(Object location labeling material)
--- Begin ---

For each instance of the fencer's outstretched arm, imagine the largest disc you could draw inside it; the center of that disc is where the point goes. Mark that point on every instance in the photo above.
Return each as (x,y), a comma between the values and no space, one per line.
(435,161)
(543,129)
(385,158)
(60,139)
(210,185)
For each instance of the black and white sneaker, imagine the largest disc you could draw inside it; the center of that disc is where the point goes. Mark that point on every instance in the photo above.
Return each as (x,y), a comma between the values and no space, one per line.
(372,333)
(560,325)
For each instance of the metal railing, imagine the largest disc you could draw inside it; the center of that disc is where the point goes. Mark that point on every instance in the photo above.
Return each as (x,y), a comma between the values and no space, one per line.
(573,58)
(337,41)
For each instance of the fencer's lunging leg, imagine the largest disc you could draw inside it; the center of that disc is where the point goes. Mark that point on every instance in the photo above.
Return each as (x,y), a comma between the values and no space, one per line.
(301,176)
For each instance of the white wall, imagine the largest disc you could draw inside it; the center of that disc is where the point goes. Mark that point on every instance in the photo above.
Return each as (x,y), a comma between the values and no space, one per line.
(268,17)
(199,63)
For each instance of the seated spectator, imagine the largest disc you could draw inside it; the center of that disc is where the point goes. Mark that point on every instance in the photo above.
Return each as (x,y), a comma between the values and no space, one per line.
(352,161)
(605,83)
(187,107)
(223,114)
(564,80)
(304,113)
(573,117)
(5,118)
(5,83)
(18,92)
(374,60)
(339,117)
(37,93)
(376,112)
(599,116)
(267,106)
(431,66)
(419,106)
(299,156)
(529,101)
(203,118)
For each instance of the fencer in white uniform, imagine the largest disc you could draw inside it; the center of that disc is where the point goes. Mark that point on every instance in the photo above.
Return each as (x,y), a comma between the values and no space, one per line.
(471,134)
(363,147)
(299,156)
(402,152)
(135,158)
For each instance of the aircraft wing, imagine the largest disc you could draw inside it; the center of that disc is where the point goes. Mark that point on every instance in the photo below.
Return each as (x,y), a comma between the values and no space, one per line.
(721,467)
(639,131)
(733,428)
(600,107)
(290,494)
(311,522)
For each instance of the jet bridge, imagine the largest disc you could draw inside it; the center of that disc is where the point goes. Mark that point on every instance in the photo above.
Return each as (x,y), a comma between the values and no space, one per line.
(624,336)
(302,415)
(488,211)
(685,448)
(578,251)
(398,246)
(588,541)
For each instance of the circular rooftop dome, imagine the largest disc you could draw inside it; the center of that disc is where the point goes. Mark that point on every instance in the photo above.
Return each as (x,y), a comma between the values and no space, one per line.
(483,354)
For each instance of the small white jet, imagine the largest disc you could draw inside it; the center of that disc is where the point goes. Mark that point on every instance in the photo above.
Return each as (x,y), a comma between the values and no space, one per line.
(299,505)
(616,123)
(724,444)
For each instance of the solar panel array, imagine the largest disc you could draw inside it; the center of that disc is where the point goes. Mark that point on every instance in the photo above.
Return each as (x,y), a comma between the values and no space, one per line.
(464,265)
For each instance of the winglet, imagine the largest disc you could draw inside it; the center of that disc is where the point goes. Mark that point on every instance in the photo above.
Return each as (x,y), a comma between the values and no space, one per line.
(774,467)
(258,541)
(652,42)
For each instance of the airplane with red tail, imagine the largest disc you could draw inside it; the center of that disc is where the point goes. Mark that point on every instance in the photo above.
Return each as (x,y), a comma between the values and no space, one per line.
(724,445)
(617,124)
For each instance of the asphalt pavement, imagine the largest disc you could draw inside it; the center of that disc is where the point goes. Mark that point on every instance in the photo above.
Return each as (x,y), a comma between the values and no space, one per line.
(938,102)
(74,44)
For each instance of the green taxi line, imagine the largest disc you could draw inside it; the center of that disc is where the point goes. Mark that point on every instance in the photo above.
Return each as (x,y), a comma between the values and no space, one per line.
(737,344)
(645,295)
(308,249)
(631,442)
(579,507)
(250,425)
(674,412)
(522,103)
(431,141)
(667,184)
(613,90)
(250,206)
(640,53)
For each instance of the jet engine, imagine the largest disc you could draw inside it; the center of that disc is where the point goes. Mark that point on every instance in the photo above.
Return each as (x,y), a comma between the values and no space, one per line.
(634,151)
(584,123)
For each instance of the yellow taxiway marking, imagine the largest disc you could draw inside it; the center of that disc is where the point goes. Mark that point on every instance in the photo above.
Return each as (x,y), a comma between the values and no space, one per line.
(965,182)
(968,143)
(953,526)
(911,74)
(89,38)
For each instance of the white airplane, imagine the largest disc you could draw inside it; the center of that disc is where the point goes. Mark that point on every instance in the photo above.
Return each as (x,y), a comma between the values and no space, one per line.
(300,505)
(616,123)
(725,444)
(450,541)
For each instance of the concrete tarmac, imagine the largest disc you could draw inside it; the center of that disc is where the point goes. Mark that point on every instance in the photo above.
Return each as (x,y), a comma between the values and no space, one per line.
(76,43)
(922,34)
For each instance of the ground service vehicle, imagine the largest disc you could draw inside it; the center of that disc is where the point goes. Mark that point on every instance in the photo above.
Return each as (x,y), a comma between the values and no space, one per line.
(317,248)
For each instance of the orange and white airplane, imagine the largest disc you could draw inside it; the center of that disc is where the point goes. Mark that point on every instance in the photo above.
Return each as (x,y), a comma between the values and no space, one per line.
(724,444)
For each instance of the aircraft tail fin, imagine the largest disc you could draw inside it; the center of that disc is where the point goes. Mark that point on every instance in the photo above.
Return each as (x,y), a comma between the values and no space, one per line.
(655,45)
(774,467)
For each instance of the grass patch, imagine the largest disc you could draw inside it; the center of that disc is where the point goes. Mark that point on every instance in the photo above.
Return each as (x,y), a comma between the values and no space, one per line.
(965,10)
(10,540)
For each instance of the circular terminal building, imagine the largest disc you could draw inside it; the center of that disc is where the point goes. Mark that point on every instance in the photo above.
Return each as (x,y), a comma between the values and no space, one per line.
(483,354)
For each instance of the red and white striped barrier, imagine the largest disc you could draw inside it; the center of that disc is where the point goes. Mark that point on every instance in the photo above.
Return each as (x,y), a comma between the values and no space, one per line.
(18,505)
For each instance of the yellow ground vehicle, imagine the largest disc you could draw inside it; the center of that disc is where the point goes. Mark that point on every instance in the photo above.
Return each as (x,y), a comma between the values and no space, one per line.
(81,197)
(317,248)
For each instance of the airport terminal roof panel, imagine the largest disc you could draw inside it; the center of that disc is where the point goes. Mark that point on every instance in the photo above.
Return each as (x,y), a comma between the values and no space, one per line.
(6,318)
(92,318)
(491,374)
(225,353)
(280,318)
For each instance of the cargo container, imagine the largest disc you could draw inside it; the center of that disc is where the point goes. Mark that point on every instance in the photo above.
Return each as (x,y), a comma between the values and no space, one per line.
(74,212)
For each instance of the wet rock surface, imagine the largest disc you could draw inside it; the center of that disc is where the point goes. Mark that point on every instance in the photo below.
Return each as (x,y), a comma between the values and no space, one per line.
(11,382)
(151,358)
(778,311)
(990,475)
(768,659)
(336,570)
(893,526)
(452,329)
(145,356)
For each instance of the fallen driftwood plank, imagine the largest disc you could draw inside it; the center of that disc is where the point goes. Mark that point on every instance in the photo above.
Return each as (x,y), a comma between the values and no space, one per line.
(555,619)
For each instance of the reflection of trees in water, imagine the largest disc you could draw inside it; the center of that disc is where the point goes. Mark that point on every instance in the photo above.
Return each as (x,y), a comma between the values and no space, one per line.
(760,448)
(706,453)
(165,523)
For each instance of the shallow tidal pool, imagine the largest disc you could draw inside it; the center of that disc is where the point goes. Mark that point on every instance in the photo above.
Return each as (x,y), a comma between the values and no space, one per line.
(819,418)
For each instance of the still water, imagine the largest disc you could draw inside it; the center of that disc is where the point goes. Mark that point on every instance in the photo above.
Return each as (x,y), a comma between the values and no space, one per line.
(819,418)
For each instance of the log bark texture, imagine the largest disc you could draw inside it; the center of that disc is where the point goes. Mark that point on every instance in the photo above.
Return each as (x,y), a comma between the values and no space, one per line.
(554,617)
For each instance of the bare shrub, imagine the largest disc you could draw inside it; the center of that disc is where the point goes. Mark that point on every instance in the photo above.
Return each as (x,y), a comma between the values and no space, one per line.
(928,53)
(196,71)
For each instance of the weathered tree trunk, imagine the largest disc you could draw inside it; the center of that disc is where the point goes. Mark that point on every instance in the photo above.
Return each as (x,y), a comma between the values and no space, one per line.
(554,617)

--- End ---

Exercise brief: Rewrite the stretch from the line containing "For each instance of the still" through the end of the material as a numbered list, leaving out any blank lines.

Result for this exercise:
1. For each instance of the still water, imagine the largest disc you could draw inside it; the center of that disc is where the point goes. Mark that point on every instance in the photo above.
2. Return each as (x,y), a comma between the values and no space, one per line.
3. (819,418)
4. For each instance of the log bark texture, imagine the largest disc you could draw inside it; the center of that disc is where the point goes. Mark that point on every instance in the photo above.
5. Return each as (x,y), a comma between the values and no space, one per line.
6. (554,617)
7. For each instance of the bare shrub, imagine the largest disc you could draw inside it; the center of that disc is where the point goes. Mark that point on every instance in the photo above.
8. Return each as (x,y), a comma between the values and no space, one per line.
9. (928,53)
10. (196,71)
11. For each instance of the weathered tree trunk, imagine the largest disc you could draw inside it; the center of that disc is where the point goes. Mark that point on every instance in the photo above.
12. Return each as (x,y), a comma between the values and no space, one per line.
13. (554,617)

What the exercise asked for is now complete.